▸ **Stored items**

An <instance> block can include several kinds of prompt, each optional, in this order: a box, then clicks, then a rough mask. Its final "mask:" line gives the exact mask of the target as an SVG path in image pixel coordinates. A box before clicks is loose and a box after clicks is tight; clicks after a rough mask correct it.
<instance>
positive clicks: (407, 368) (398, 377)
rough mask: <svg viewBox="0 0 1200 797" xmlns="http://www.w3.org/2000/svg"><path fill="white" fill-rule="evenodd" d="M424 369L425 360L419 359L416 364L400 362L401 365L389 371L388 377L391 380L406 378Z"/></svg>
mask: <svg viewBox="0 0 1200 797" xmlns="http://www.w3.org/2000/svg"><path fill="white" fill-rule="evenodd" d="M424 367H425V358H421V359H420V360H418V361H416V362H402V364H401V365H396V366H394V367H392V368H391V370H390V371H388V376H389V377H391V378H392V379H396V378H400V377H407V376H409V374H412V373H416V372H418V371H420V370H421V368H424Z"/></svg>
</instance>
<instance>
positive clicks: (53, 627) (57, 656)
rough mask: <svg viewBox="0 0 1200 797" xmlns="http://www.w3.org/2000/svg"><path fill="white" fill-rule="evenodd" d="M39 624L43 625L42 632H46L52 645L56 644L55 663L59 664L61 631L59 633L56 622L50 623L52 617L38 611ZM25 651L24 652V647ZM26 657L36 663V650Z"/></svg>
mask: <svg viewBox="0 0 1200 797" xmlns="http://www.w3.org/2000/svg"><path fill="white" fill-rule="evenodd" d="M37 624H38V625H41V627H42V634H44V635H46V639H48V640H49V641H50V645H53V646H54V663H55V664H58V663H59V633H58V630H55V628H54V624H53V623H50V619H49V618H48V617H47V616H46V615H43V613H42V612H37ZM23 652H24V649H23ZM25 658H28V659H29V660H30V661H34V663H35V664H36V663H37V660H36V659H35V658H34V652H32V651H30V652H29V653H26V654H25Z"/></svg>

▸ **TASK GOAL**
Look above for the line that contains "</instance>". Starting there, transcribe every line exactly until you have copied the line that contains "positive clicks: (53, 627) (57, 656)".

▸ **RESPONSE**
</instance>
<instance>
positive clicks: (53, 627) (57, 656)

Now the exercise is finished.